(Excerpted data)

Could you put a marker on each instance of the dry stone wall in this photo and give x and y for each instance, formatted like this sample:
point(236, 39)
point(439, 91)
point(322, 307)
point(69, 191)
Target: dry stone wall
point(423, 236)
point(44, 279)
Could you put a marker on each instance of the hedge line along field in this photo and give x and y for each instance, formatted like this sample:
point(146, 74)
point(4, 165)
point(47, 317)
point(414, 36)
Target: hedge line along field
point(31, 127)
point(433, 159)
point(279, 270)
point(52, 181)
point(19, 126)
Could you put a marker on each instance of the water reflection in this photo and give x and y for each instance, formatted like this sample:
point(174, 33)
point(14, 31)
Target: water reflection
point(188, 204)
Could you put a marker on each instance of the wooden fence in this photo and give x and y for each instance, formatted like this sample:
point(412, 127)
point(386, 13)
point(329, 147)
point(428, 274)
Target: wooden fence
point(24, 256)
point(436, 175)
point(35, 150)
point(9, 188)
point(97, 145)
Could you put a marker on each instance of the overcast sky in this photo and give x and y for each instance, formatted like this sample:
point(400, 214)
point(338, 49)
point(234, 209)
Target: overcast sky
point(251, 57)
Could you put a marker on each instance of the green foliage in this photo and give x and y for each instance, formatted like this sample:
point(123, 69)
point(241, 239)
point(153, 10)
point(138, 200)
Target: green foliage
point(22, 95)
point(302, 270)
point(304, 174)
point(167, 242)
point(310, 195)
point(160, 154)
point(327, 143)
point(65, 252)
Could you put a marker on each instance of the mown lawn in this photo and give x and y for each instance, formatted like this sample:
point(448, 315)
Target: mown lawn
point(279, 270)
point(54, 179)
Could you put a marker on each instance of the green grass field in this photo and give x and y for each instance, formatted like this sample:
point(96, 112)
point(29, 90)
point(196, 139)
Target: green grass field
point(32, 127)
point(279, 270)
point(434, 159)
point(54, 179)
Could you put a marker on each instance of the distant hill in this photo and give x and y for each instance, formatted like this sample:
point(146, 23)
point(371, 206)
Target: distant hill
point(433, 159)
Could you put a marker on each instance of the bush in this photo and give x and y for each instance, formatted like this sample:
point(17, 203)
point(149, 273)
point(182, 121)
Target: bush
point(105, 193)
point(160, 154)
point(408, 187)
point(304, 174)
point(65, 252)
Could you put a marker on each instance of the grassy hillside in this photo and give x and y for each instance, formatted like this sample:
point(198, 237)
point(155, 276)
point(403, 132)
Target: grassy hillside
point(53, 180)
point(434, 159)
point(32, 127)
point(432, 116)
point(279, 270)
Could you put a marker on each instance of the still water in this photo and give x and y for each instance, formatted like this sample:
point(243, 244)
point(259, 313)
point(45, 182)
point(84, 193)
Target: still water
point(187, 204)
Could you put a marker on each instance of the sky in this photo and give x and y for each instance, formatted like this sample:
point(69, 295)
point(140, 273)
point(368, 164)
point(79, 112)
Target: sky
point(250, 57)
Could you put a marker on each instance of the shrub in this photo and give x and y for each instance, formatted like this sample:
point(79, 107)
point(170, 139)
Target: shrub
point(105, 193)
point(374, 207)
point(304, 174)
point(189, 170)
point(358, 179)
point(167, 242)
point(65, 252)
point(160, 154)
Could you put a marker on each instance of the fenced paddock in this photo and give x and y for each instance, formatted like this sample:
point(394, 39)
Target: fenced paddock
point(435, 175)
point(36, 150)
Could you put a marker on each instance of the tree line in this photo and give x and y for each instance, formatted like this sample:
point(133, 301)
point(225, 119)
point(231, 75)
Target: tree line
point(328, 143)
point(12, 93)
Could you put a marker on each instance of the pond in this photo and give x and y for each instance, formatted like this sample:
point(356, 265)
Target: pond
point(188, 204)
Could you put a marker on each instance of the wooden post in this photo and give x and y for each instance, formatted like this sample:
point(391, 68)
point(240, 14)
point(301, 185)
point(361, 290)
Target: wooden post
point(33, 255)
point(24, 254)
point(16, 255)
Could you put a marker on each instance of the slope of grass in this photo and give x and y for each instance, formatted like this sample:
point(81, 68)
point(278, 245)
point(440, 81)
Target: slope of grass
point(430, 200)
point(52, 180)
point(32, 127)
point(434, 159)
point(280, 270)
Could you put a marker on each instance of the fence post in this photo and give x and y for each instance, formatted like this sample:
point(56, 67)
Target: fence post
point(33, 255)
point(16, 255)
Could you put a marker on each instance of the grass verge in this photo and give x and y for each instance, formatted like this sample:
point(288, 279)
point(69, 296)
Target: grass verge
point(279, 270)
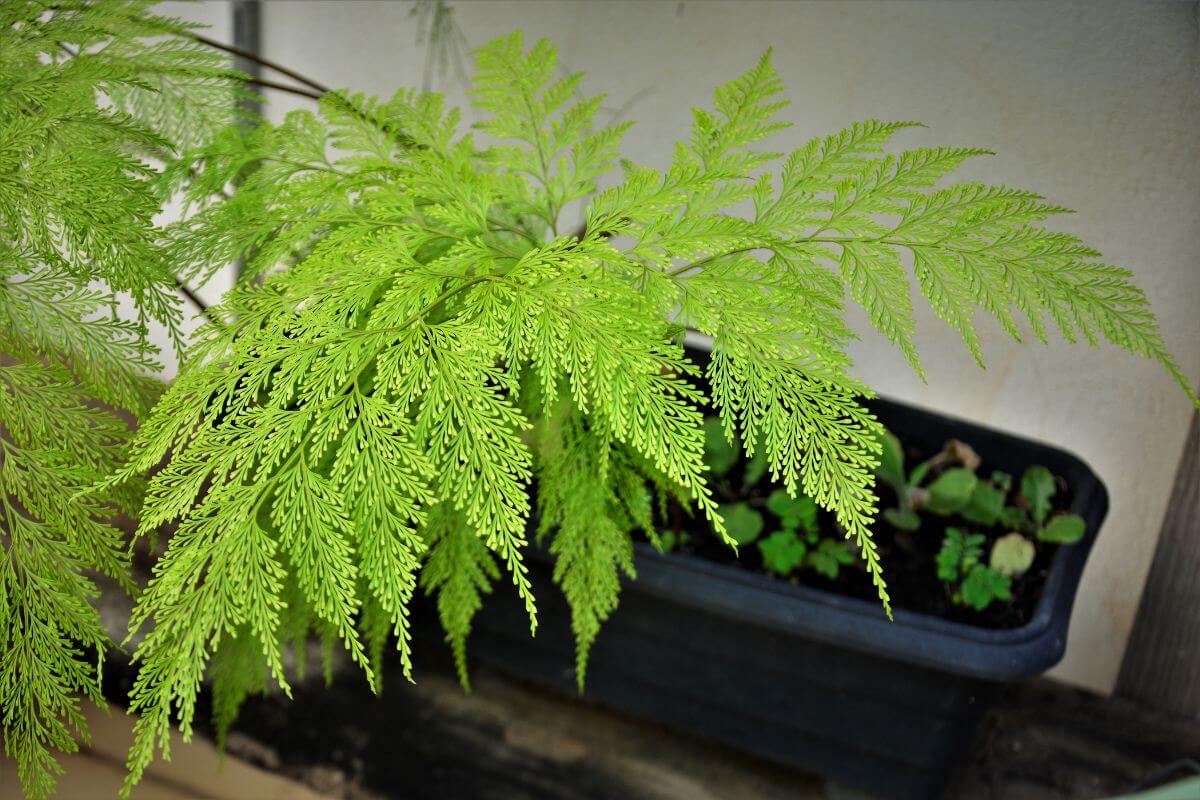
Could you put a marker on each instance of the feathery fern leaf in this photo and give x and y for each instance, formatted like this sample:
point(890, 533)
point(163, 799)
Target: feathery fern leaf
point(415, 347)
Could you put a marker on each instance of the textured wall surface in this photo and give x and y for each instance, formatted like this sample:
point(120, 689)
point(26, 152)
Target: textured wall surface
point(1096, 106)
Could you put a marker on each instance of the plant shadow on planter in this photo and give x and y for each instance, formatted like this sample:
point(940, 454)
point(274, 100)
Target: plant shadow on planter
point(813, 679)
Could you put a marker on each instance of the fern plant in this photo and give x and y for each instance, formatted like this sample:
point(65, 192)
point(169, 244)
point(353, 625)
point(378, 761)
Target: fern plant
point(89, 94)
point(426, 344)
point(420, 359)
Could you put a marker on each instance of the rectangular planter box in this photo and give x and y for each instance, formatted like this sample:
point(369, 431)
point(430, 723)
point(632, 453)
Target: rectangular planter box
point(808, 678)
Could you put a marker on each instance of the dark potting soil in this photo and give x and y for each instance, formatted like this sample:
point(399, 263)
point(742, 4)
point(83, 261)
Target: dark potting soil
point(909, 559)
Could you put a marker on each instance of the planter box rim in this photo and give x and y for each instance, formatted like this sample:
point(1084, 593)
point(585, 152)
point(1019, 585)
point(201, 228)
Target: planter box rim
point(913, 637)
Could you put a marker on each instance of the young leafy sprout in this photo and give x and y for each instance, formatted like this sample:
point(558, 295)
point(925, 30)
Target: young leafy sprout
point(417, 341)
point(793, 539)
point(89, 94)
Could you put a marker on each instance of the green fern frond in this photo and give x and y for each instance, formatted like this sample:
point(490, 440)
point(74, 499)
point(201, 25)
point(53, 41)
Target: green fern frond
point(415, 349)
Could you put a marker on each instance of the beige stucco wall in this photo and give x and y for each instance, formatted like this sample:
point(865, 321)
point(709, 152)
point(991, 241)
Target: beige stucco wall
point(1093, 104)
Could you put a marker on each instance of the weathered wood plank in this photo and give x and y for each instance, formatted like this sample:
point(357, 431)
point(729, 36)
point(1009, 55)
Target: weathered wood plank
point(1162, 661)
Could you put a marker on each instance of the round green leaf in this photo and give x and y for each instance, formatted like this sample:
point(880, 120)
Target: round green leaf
point(1063, 529)
point(952, 491)
point(1012, 554)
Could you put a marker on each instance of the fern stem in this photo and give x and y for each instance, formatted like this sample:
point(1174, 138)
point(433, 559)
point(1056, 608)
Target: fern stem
point(259, 60)
point(281, 86)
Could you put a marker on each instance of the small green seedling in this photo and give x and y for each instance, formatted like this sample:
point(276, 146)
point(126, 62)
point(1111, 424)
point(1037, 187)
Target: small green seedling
point(1033, 517)
point(742, 522)
point(1012, 555)
point(954, 491)
point(973, 583)
point(891, 473)
point(785, 549)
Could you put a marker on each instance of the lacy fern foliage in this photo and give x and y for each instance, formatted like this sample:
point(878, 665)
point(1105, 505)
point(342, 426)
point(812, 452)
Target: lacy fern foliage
point(420, 359)
point(425, 346)
point(83, 101)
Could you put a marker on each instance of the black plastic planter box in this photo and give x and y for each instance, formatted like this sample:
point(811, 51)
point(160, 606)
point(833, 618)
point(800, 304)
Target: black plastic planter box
point(816, 680)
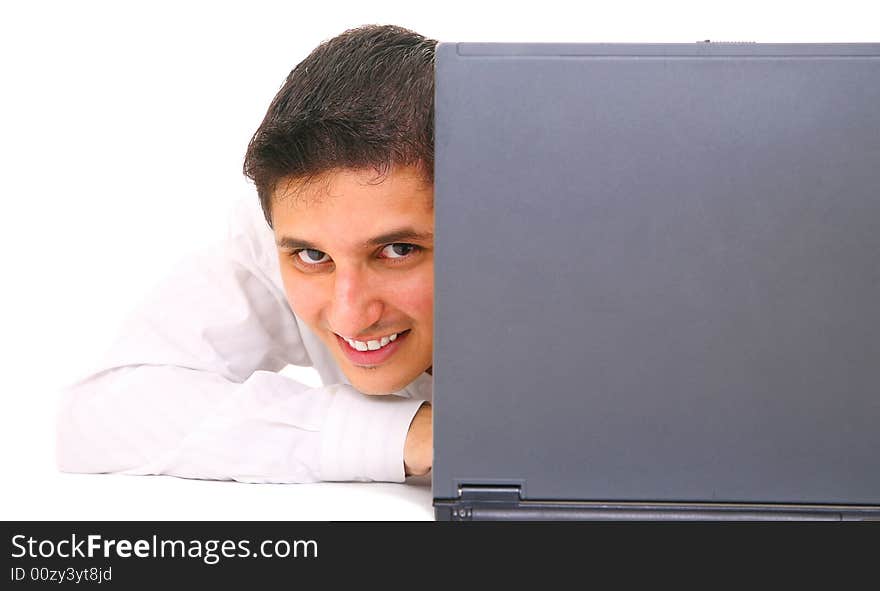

(End Excerpted data)

- _Assignment_:
Without any pictures, transcribe the listing above exactly as written.

- _Reply_:
Could you put a marker on each instance of the dry stone wall in this photo and give x and y for each instance, formatted like this sample:
point(236, 39)
point(439, 91)
point(322, 307)
point(69, 191)
Target: dry stone wall
point(423, 236)
point(44, 279)
Could you put a marker on each instance of the hedge line along field in this photo and give x and y for each instance, formatted like this sample:
point(146, 74)
point(4, 165)
point(47, 317)
point(414, 36)
Target: hedge line along field
point(31, 127)
point(433, 159)
point(279, 270)
point(52, 181)
point(19, 126)
Could you put a marker on each instance of the water reflection in this photo and give x and y for each instance, formatted like this sample:
point(174, 33)
point(14, 31)
Target: water reflection
point(188, 204)
Could you put a marker on each instance of the wooden fence in this photo and give x and y for each instance, formatted like this sample:
point(412, 127)
point(386, 13)
point(329, 147)
point(428, 274)
Target: wooden fence
point(24, 256)
point(436, 175)
point(35, 150)
point(9, 188)
point(97, 145)
Could you put a marker on each instance of the overcast sky in this photo and give x and y for each instance, formatted like this sample:
point(400, 214)
point(338, 49)
point(234, 209)
Target: overcast sky
point(251, 57)
Could you put a marker on each instance of the green foliage in this photo and give x and y for each instance, formatted like this sample:
point(123, 69)
point(241, 239)
point(153, 10)
point(138, 200)
Target: green foliage
point(22, 95)
point(302, 270)
point(304, 174)
point(167, 242)
point(310, 195)
point(160, 154)
point(327, 143)
point(65, 252)
Could you put a marker on each instance of the mown lawn in this photo and give x and y for each instance, formatted like this sample:
point(448, 315)
Target: mown lawn
point(279, 270)
point(54, 179)
Could you put a marker on each instance of the green grass field in this photo and give x and y for each instance, formatted like this sample:
point(96, 112)
point(29, 90)
point(196, 139)
Target: green grass field
point(32, 127)
point(279, 270)
point(434, 159)
point(54, 179)
Could you put a marker on each instance of the distant hill in this photo and give x and y for each instance, formatted like this sample:
point(146, 23)
point(371, 206)
Target: distant hill
point(433, 159)
Could you put a marker on each instance of the bush in this photo and give x and y for each instance, formatted like this sample:
point(17, 203)
point(149, 273)
point(182, 121)
Target: bush
point(105, 193)
point(160, 154)
point(408, 187)
point(304, 174)
point(65, 252)
Could you put a marker on each instance of the grassy hillside in this photo and give x and y for each instance, formatted like this sample:
point(198, 237)
point(155, 276)
point(403, 132)
Target: grassy hillside
point(53, 180)
point(434, 159)
point(32, 127)
point(432, 116)
point(279, 270)
Could you put a marker on each instance of the still water in this photo and give x and y for each instance, formatted like this sample:
point(243, 244)
point(259, 313)
point(45, 182)
point(84, 193)
Target: still water
point(187, 204)
Could you put a marker on each instance of the sky in this photo and give x and y for each instance, formatted like this sample:
point(69, 295)
point(140, 273)
point(368, 164)
point(79, 112)
Target: sky
point(250, 57)
Could you put a marker on each instance of the shrub in this photo and give x and y for each instance, formatted like this sample:
point(79, 107)
point(170, 139)
Target: shrub
point(105, 193)
point(374, 207)
point(304, 174)
point(189, 170)
point(358, 179)
point(167, 242)
point(65, 252)
point(160, 154)
Could you put a marker on each instance of the fenced paddock in this photo and give x and y for each instance, formatted like this sample:
point(394, 39)
Target: fenced paddock
point(435, 175)
point(36, 150)
Could you put a marker on each instance of the tree line in this photo and give x and y for each instance, formatted like this sample:
point(133, 301)
point(225, 119)
point(231, 75)
Target: tree line
point(328, 143)
point(12, 93)
Could you put a marker on each instance of the pond in this photo and give x and y for each instance, formatted like this sample:
point(356, 265)
Target: pond
point(188, 204)
Could you put a marker on each instance of the wooden post in this photo and give x and y for each instance, formatted like this sample:
point(391, 68)
point(240, 14)
point(301, 185)
point(361, 290)
Target: wooden post
point(33, 255)
point(24, 254)
point(16, 255)
Could you put a marker on each instance of the slope of grass in this photo and give x and y for each instance, formatted like this sample:
point(81, 68)
point(278, 245)
point(440, 81)
Target: slope of grass
point(430, 200)
point(52, 180)
point(32, 127)
point(434, 159)
point(280, 270)
Could you put a marker on each instance of the fence post in this photo and give x and y for each instance, formatted like this sample:
point(56, 67)
Target: fence post
point(33, 255)
point(16, 255)
Could you put a marker on each instance of the grass verge in this photo and give x and y for each instance, formatted like this sample:
point(288, 279)
point(69, 296)
Target: grass verge
point(279, 270)
Could you put a marker on each instance of the feathery fern leaf in this photo and give x and y for each instance, formatted like this sample:
point(890, 533)
point(163, 799)
Target: feathery fern leaf
point(415, 347)
Could you put a marker on each instance of the textured wall surface in this photo and give x and y for each instance, formatted like this sample:
point(120, 689)
point(26, 152)
Target: textured wall surface
point(1096, 106)
Could you put a marker on each instance of the plant shadow on planter in this photo and give x and y for each instance, formatted like this sample:
point(940, 454)
point(274, 100)
Target: plant shadow on planter
point(813, 679)
Could you put a marker on each instance of the fern plant in this photo and give x and y for each instance, formatted like this sample:
point(65, 192)
point(169, 244)
point(353, 625)
point(378, 761)
Target: fern plant
point(89, 94)
point(426, 344)
point(420, 359)
Could you put a marker on each instance of the rectangular planter box in this photo and give x and y for each instance, formatted like this sample:
point(369, 431)
point(430, 723)
point(632, 453)
Target: rectangular planter box
point(808, 678)
Could you put a marker on each instance of the dark potting soil in this photo and give x and y for each instance, formatted like this sample:
point(399, 263)
point(742, 4)
point(83, 261)
Target: dark potting soil
point(909, 559)
Could you put a marker on each instance of the planter box rim in this photo and give x and y for each instance, formatted like this sample:
point(1084, 593)
point(585, 152)
point(1019, 585)
point(201, 228)
Target: planter box rim
point(913, 637)
Could you put a marker on each instance of the young leafy sprout in this photo and give x and y for each instance, formatted like this sample:
point(558, 295)
point(925, 30)
Target: young leafy sprout
point(417, 341)
point(793, 539)
point(89, 94)
Could you put a marker on each instance of the green fern frond in this photo and give x and y for each instance, formatted like this sample:
point(490, 440)
point(74, 499)
point(201, 25)
point(53, 41)
Target: green fern frond
point(415, 349)
Could you put a marker on each instance of the beige stucco wall in this photo and give x and y for each instance, formatted like this sample:
point(865, 321)
point(709, 152)
point(991, 241)
Target: beige stucco wall
point(1093, 104)
Could you put a marker on each instance of the weathered wood plank in this photo and give x and y for each instance, formatted like this sample:
point(357, 431)
point(729, 36)
point(1009, 55)
Target: weathered wood plank
point(1162, 661)
Could you put a marker on each instance of the round green leaf in this photo and give x and y for each instance, formatted like this sample:
point(880, 120)
Target: round green leaf
point(1063, 529)
point(952, 491)
point(1012, 554)
Could you put a marker on each instance of the fern stem in this photo and give x and y for each instance, formatted like this sample:
point(1174, 138)
point(433, 559)
point(1056, 608)
Target: fern stem
point(259, 60)
point(281, 86)
Could you put a marker on each instance of the small green seedling in this photo and give x and y for each instance, formatted like this sample:
point(276, 146)
point(126, 62)
point(1111, 424)
point(1037, 187)
Target: small green seedling
point(1033, 517)
point(742, 522)
point(1012, 555)
point(954, 491)
point(973, 583)
point(891, 473)
point(785, 549)
Could you put a marker on each instance of the lacy fern foliage in this photo and give x and y for each instance, formatted like this sample:
point(878, 665)
point(1105, 505)
point(342, 426)
point(812, 452)
Target: lacy fern foliage
point(420, 359)
point(425, 346)
point(83, 101)
Could you put a marker on each instance of the black plastic planter box in this photo and give x and y for each instance, formatted like this sample:
point(811, 51)
point(160, 606)
point(833, 618)
point(800, 304)
Target: black plastic planter box
point(816, 680)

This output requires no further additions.